- [CONSIGNE ÉCRITE A] Dans l'extrait sur les graphies du coordonnant négatif, quelles sont les trois graphies concurrentes que le corpus de FRANTEXT fait apparaître pour les XVIe, XVIIe et XVIIIe siècles ?

- [EXTRAIT CITÉ]
● ● ● ● ● ● ●

5 Après avoir rappelé dans le détail les termes du problème, nous montrerons que si l'hypothèse psychomécanique du formant [e central /i] est impuissante à rendre compte dans son entier de la dernière phase de variation ne/ni, elle permet en revanche d'expliquer, sur le long terme, le changement de ne en ni. Notre étude s'appuie principalement sur le dépouillement des textes des XVIe et XVIIe siècles fournis par FRANTEXT [13].

1. LES GRAPHIES NE, NY, NI SONT-ELLES DES « PSYCHOGRAPHIES » ?

6 Le corpus de FRANTEXT fait apparaître, pour les XVIe, XVIIe, et XVIIIe siècles, trois graphies concurrentes pour l'expression du coordonnant négatif : ne, ny, ni. Il reste à savoir si ces variations de signifiant recouvrent ou non des variations de signifié.

● ● ● ● ● ● ●

- [CONSIGNE ÉCRITE B] Modifiez les enregistrements depuis leur début jusqu'à la ligne contenant « M109 196L101 189L100 », celle-ci comprise, en remplaçant « man crouching on ledge » par « person crouching on ledge », sans rien changer d'autre. Ne redonnez que ce passage.

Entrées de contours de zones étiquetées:
● ● ● ● ● ● ●

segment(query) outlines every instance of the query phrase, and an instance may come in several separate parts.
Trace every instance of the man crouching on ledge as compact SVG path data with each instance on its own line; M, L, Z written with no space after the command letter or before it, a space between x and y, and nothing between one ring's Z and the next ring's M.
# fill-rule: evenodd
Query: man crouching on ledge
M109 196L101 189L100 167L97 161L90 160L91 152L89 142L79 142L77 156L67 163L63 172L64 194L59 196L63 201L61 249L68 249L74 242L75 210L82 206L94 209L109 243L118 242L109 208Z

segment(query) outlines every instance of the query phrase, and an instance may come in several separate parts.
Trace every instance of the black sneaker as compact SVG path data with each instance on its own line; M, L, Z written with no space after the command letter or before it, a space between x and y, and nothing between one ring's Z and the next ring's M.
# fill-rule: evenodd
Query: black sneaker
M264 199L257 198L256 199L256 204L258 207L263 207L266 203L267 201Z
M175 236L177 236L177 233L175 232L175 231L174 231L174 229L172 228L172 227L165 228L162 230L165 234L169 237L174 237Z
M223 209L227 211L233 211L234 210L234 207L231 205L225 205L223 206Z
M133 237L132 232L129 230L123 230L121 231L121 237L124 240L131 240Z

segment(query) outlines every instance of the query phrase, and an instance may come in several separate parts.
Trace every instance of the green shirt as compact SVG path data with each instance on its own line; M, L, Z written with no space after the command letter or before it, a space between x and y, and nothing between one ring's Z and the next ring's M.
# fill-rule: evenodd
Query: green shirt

● ● ● ● ● ● ●

- [RÉPONSE FINALE A] Ce sont les graphies ne, ny et ni.

- [RÉPONSE FINALE B]
segment(query) outlines every instance of the query phrase, and an instance may come in several separate parts.
Trace every instance of the person crouching on ledge as compact SVG path data with each instance on its own line; M, L, Z written with no space after the command letter or before it, a space between x and y, and nothing between one ring's Z and the next ring's M.
# fill-rule: evenodd
Query: person crouching on ledge
M109 196L101 189L100 167L97 161L90 160L91 152L89 142L79 142L77 156L67 163L63 172L64 194L59 196L63 201L61 249L68 249L74 242L75 210L82 206L94 209L109 243L118 242L109 208Z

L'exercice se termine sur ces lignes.